Find the word "Target" in the material below and gather every line that contains it.

- Task data -
>>>>
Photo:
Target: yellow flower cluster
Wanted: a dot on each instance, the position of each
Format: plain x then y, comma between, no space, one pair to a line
<<<<
>>>>
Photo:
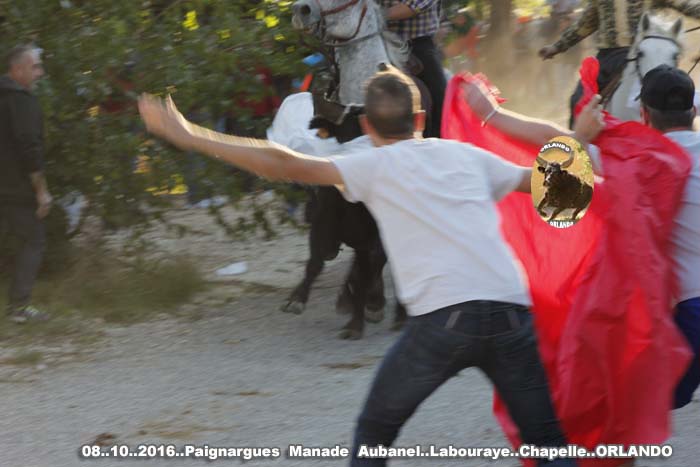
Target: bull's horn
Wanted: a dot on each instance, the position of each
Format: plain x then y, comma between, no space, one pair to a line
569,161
<<<<
- Answer section -
Target: yellow flower cluster
Target: bull's horn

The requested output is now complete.